§ SOURCE EXCERPT
○ ○ ○ ○

Exam Guide - Databricks Certified Data Engineer Professional

General

Databricks Certified Data Engineer Professional: link
Time allotted to complex exam is 2 hours (120 minutes)
Exam fee $200 USD
Number of questions 60
Question type: multiple choice questions
Passing scores is at least 70% on the overall exam
Code Example
- data manipulation code will be in SQL when possible
- Structured Streaming code will be in Python
- Runtime version is DBR 10.4 LTS
Practice Exam: link

Target Audience

Data Engineer, >= 2yoe
Advanced, practitioner certification
Assess candidates at a level equivalent to two or more years with data engineering with Databricks

Expectation

Understanding of the Databricks platform and developer tools
Ability to build optimised and cleaned data processing pipelines using the Spark and Delta Lake APIs
Ability to model data into a Lakehouse using knowledge of general data modeling concepts
Ability to make data pipelines secure, reliable, monitored, and tested before deployment

Out of Scope

The following is not expected of a Professional-level data engineer:

Terraform (infrastructure as code)
Cloud-specific security and integrations
Automation servers (Jenkins, Azure DevOps, etc)
Orchestration tools (Airflow, ADF, etc)
Kafka (and specifications of other pub/sub systems)
Gitflow
Managed CI/CD
Scala
Delta Live Tables

Exam Topics

Databricks Tooling (20%).
Data Processing (30%).
Data Modeling (20%).
Security & Governance (10%).
Monitoring & Logging (10%).
Testing & Deployment (10%).

Databricks Tooling (20%, 12/60)

Understand how to use and the benefits of using the Databricks platform and its tools, including:

Web App: notebooks, clusters, jobs, DBSQL, relational entities, Repos
Databricks APIs: DBUtils, MLflow, magic commands
Apache Spark, Delta Lake, Databricks CLI and REST API

Web App

Notebooks
- Develop and manually execute Spark code.
- Edit to eliminate unnecessary compute in production workloads.
Clusters
- Configure Spark configurations, libraries, security settings for interactive development.
- Examine event logs, driver logs, metrics, Spark UI for potential execution problems.
Jobs
- Schedule notebooks to run on ephemeral clusters.
- Use chronological triggers.

○ ○ ○ ○

§ RECORDED DATA
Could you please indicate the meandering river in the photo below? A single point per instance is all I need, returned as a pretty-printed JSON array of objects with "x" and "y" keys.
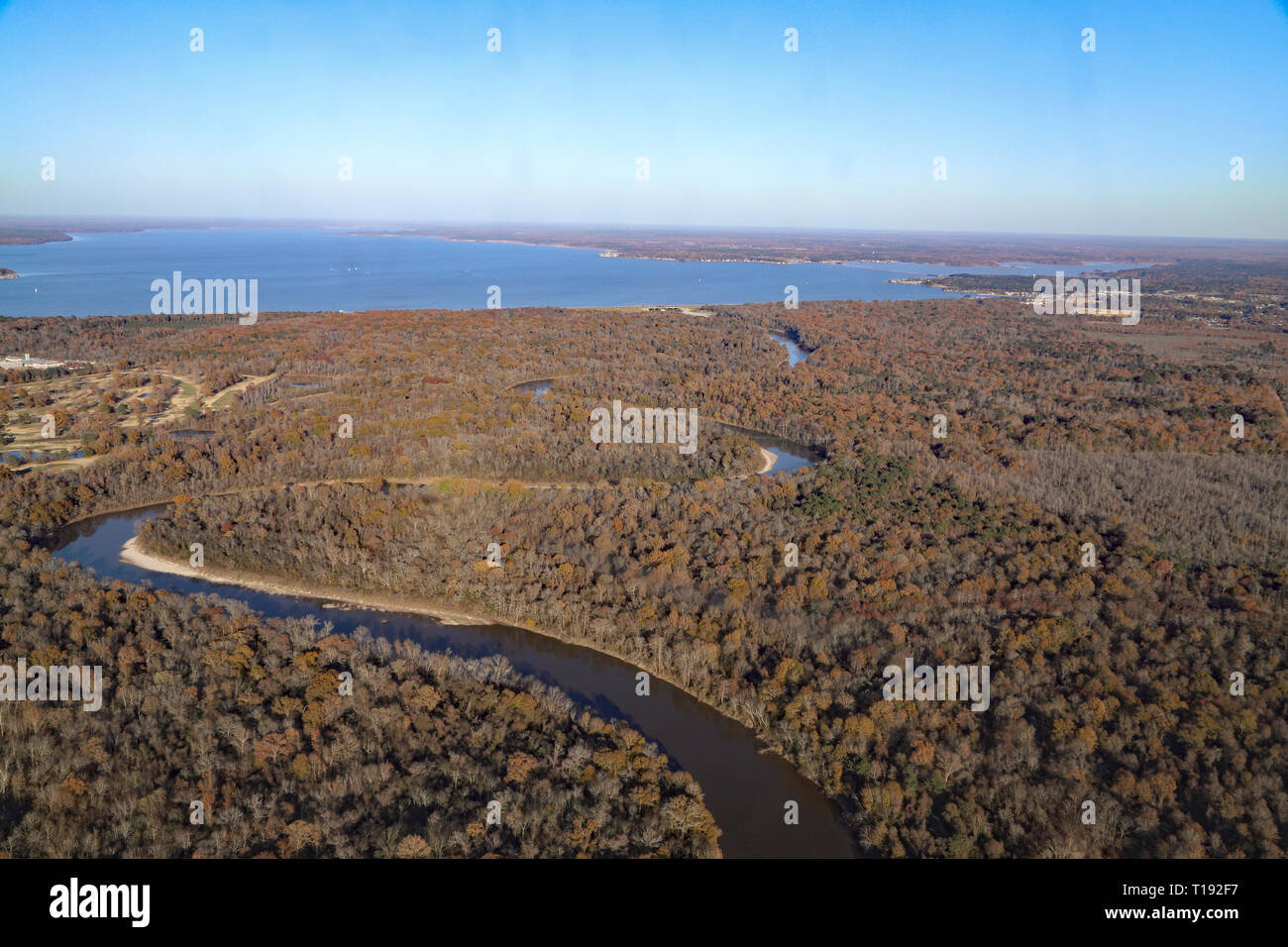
[{"x": 745, "y": 788}]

○ ○ ○ ○

§ WORK TO BE COMPLETED
Carry on writing the Databricks Data Engineer Professional exam guide from its last line.

§ ANSWER
- Orchestrate multiple tasks as a DAG.
DBSQL
- Configure dashboards for visual reporting and monitoring.
- Configure email alerts when particular conditions are met.
Relational Entities (Unity Catalog)
- Create databases, tables, and views in user-specified locations.
- Differences between managed and external tables during table manipulation.
Repos
- Create a new branch and commit changes to external Git provider.
- Pull changes from external Git provider into a workspace.

Databricks APIs

DBUtils
- Mount external storage locations for reading and writing
- Interact with files stored in mounted containers
MLflow
- Load and apply a model registered in MLflow as part of an ETL pipeline step
- Store predictions from a model in MLflow in a Delta table
Magic Commands
- Execute code from other languages in notebooks
- Run bash commands on the driver

Other APIs

Spark APIs
- Apply common built-in PySpark functions to accomplish ETL tasks
Delta Lake API
- Create Delta tables
- Read from and write to Delta tables
- Optimise vacuum, zorder, merge, clone Delta tables
Databricks CLI
- Build and deploy basic notebook-centric CI/CD through command-line tools and high-level APIs
Databricks REST API
- Configure and trigger production pipelines and infrastructure

Self Assessment for Databricks Tooling

Identify potential execution problems by examining event logs
Orchestrate multiple tasks as a DAG
Configure dashboards for visually reporting and monitoring
Identify differences between managed and external tables during dropping and renaming
Load and apply a model registered in MLflow as part of an ETL pipeline step
Run bash commands on the driver

Data Processing (30%, 18/60)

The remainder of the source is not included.